Problem description: Pull out the rows below, starting at the line that contains "Annotate the concrete" and running through the last row, and copy each line word for word.

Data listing

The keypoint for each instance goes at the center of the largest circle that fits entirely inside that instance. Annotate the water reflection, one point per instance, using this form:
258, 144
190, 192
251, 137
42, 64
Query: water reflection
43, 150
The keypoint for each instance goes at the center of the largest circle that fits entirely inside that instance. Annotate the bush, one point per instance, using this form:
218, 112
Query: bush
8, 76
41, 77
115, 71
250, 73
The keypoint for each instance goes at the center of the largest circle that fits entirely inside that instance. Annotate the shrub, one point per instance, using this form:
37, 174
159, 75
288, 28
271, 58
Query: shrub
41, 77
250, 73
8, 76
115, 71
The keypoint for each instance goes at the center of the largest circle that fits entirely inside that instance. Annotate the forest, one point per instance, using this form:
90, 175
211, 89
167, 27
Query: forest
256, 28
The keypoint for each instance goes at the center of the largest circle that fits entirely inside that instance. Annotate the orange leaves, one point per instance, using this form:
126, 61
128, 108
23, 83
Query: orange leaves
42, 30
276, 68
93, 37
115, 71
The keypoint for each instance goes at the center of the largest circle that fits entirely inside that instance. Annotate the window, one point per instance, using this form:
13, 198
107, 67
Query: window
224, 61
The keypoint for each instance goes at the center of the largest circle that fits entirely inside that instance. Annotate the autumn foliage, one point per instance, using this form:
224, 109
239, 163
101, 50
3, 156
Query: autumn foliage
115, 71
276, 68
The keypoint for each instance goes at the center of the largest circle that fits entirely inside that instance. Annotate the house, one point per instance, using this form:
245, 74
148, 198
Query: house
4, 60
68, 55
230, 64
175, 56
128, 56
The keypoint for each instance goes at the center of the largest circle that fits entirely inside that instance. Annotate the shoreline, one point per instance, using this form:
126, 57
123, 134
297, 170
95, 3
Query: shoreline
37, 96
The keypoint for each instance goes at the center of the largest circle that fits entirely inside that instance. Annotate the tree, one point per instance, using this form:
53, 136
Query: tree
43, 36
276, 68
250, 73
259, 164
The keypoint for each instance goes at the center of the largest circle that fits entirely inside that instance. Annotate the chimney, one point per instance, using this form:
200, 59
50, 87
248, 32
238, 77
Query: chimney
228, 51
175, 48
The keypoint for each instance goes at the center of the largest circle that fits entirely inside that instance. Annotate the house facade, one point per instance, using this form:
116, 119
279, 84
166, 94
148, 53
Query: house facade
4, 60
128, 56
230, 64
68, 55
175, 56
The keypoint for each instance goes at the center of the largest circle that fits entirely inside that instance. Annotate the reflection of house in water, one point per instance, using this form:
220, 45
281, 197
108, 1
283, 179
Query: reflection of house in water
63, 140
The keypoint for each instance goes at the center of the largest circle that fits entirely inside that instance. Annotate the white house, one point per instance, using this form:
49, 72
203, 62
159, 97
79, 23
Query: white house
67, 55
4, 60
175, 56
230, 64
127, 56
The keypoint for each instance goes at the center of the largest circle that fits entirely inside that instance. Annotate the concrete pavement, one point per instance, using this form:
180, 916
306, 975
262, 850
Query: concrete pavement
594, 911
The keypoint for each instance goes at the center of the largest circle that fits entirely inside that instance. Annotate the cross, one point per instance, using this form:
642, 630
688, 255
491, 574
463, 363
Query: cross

Final result:
The keypoint for each instance goes at the center of the largest circle that fits entirely inside that instance. Annotate the concrete pavement, one point per instance, using this form:
180, 916
306, 975
262, 850
Query: concrete pavement
594, 911
The keypoint for each instance goes at the center of the largest circle that fits entirely inside that instance. Annotate the cross, one point per instance, using this form:
642, 630
688, 255
491, 574
463, 363
Query: cross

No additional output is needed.